* _Task to carry out_: Give back, word for word, the line that contains "Query: tree trunk" and every line that follows it in the data below.

*****

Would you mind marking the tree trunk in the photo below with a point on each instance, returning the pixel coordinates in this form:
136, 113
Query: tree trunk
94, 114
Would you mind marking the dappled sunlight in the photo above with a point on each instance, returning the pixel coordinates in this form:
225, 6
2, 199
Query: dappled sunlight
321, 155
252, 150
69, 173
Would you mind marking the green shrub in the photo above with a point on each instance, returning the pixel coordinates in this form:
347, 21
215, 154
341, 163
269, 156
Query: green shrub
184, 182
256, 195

*****

* _Task response_:
Query: tree trunk
94, 114
Would you mind marking the dappled sunlight in the photo above with a point on each instance, returning the pixel coordinates in this form:
225, 6
2, 199
Query: dappled sunlight
321, 155
252, 150
69, 173
Would you mind marking the green shrub in the photo above with a point on each instance, returning the pixel coordinates in this form:
347, 21
215, 154
341, 163
269, 156
Query: green shrub
184, 182
256, 195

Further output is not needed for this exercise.